Teks Bacaan
****************************************
Adapun langkah-langkah yang ditempuh dalam mengembangkan penilaian dengan menggunakan teknik observasi adalah sebagai berikut:
- Tentukan aspek kegiatan yang akan diobservasi. Aspek kegiatan ini mungkin berkaitan dengan kegiatan siswa secara individu, kegiatan siswa secara kelompok, interaksi guru dengan siswa, interaksi antara siswa dengan siswa dan lain sebagainya.
- Menentukan pedoman observasi yang akan digunakan. Tentukan bentuk pedoman observasi yang akan digunakan, apakah bentuk bebas (tidak perlu ada jawaban, tetapi mencatat apa yang nampak) atau pedoman yang berstruktur (memakai alternatif jawaban). Bila dipakai bentuk yang berstruktur, tetapkan pilihan jawaban serta indikator-indikator setiap jawaban sebagai pedoman dalam pelaksanaanya nanti.
- Melaksanakan observasi, yaitu mencatat tingkah laku yang terjadi pada saat kegiatan berlangsung. Cara dan teknik pencatatannya sesuai dengan format atau bentuk pedoman observasi yang digunakan.
- Mengolah hasil observasi.
- Studi kasus
Studi kasus pada dasarnya mempelajari individu secara intensif yang
dipandang memiliki kasus tertentu. Misalnya mempelajari anak yang sangat
bandel/nakal, sangat rajin, sangat piter, atau sangat lamban dalam
belajar. Kasus-kasus tersebut dipelajari secara mendalam, yaitu
mengungkap segala variabel yang diduga menjadi penyebab timbulnya
prilaku atau keadaan khusus tadi dalam kurun waktu tertentu. Tekanan
utama dalam studi kasus adalah mencari tahu mengapa individu melakukan
sesuatu dan apa pengaruhnya terhadap lingkungan.
****************************************
Tujuan Latihan
Tuliskan ulang tanpa perubahan bagian teks bacaan tentang observasi dan studi kasus yang dibuka dengan kata-kata "- Melaksanakan observasi, yaitu" dan ditutup dengan "Mengolah hasil observasi.".

Data pelabelan lokasi
****************************************
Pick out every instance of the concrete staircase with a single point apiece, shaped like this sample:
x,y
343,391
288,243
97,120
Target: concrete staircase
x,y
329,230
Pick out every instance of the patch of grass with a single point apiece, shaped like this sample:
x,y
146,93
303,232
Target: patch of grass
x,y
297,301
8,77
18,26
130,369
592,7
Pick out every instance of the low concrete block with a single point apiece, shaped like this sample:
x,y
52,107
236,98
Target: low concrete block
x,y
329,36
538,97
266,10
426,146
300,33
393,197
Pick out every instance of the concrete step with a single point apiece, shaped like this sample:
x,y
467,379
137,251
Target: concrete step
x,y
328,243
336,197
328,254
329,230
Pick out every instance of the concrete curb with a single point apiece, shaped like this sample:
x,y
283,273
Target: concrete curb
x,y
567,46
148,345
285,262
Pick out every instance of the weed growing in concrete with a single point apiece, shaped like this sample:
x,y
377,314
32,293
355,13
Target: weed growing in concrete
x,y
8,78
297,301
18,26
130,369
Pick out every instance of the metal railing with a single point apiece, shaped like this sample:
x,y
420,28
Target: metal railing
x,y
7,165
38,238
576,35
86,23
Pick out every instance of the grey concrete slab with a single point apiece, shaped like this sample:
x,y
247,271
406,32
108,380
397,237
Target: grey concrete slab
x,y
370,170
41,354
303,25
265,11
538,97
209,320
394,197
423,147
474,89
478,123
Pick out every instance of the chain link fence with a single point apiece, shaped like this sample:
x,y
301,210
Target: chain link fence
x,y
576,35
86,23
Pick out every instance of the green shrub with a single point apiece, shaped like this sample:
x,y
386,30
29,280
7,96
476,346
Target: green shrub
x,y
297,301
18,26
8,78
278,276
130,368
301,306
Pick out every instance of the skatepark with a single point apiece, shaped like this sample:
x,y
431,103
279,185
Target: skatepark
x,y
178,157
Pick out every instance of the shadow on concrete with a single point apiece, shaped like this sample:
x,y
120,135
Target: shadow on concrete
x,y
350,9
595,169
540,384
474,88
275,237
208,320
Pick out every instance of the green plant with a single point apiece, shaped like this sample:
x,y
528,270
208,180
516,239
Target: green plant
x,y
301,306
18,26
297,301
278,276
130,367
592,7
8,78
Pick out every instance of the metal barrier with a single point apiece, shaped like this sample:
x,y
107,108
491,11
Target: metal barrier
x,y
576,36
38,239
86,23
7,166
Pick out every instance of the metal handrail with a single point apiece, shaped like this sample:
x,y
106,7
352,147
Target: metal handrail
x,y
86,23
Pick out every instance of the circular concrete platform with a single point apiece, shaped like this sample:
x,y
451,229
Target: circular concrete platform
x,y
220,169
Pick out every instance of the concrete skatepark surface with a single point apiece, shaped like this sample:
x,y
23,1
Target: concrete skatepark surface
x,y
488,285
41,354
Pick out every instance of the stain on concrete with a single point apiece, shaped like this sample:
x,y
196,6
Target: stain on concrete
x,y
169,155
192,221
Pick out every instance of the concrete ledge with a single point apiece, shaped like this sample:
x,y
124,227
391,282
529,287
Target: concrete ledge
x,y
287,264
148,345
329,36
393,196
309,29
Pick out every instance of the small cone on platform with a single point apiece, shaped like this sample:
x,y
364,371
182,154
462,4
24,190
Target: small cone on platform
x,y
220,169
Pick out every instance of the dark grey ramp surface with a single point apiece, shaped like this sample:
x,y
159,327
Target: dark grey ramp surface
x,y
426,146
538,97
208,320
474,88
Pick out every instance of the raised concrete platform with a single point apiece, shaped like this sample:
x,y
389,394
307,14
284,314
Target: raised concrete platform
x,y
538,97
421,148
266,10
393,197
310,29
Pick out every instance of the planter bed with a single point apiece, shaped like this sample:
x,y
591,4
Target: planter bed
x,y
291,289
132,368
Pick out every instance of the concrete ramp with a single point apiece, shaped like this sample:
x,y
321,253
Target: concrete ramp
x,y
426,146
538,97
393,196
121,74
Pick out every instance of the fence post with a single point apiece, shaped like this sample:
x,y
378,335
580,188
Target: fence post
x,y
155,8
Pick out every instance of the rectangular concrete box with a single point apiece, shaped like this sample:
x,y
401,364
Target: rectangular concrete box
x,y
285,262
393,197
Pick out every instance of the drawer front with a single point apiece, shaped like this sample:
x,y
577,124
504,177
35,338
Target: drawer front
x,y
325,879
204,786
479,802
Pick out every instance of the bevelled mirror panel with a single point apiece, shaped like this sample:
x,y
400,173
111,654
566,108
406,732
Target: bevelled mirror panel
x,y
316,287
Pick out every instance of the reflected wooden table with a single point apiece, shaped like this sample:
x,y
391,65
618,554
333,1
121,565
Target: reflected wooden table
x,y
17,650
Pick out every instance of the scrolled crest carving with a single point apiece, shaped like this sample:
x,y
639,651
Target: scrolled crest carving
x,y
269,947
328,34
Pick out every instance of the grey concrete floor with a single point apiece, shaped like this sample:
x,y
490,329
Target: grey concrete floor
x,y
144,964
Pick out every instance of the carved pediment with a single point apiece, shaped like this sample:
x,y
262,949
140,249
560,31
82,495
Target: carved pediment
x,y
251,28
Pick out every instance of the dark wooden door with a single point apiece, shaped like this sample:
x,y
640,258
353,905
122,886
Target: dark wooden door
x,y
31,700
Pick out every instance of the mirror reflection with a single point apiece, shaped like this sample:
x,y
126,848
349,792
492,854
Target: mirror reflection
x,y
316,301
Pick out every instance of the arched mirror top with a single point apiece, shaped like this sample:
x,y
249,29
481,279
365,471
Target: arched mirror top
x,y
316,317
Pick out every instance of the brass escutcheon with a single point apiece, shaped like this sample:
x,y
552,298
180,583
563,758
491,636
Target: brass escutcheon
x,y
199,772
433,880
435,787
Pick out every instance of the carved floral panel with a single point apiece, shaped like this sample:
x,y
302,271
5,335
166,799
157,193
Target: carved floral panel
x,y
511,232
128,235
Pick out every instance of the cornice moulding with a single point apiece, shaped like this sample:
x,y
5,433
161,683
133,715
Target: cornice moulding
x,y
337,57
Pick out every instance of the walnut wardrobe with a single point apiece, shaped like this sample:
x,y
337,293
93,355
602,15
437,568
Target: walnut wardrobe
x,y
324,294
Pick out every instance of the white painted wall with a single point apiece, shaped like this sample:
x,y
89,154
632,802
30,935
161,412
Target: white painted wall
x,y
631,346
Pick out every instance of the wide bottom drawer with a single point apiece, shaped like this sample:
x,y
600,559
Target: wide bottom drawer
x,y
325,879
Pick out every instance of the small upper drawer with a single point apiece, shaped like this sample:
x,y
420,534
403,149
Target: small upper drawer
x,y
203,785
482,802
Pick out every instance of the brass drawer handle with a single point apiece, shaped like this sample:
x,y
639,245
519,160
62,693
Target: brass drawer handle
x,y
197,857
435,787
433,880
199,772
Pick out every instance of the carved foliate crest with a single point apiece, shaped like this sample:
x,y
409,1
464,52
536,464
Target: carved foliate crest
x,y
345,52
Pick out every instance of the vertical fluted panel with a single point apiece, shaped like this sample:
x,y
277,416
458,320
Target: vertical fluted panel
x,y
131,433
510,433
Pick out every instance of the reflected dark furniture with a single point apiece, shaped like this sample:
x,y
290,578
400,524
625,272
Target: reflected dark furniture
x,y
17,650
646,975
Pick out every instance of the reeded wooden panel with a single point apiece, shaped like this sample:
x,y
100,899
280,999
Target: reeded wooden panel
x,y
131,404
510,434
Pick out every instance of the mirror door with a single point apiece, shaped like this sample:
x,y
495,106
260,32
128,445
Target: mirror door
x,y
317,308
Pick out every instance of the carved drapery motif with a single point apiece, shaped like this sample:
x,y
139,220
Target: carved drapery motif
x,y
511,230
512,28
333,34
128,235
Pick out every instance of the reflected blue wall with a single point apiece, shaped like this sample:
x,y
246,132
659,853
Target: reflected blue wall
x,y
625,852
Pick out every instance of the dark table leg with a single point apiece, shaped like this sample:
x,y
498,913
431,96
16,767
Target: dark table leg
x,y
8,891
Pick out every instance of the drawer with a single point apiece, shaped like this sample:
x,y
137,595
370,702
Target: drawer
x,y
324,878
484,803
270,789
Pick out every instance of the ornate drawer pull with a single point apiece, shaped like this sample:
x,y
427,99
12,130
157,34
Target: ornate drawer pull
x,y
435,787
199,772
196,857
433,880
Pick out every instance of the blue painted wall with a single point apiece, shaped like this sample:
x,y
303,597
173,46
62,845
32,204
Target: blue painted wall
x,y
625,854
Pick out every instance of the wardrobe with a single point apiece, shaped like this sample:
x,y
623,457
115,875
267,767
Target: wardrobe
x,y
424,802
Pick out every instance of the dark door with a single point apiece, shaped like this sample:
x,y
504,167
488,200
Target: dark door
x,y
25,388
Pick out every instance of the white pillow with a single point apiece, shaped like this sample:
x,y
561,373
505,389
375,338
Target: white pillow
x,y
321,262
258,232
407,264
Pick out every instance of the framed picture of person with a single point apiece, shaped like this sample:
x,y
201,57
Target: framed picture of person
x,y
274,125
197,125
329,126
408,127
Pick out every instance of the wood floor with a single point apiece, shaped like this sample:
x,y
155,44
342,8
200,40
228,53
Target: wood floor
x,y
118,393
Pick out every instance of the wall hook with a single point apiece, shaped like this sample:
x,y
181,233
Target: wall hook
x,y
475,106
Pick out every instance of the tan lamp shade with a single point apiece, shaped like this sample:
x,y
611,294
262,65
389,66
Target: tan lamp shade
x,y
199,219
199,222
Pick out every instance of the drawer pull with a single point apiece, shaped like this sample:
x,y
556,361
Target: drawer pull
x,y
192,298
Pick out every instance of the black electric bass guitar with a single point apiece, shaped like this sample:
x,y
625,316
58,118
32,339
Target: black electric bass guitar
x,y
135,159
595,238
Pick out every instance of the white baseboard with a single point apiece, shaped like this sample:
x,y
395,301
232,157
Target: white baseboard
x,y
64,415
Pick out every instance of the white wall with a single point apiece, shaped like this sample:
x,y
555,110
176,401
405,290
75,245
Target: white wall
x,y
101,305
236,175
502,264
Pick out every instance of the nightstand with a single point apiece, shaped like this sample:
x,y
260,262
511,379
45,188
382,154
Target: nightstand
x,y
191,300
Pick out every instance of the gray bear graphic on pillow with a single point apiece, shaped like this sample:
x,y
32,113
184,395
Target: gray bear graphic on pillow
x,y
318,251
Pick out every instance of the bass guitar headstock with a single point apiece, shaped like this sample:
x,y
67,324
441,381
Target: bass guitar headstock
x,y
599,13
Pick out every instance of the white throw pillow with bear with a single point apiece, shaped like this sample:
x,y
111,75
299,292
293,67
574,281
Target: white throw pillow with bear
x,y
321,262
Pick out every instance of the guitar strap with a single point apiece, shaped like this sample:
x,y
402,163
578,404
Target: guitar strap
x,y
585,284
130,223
****************************************
Jawaban Akhir
- Melaksanakan observasi, yaitu mencatat tingkah laku yang terjadi pada saat kegiatan berlangsung. Cara dan teknik pencatatannya sesuai dengan format atau bentuk pedoman observasi yang digunakan.
- Mengolah hasil observasi.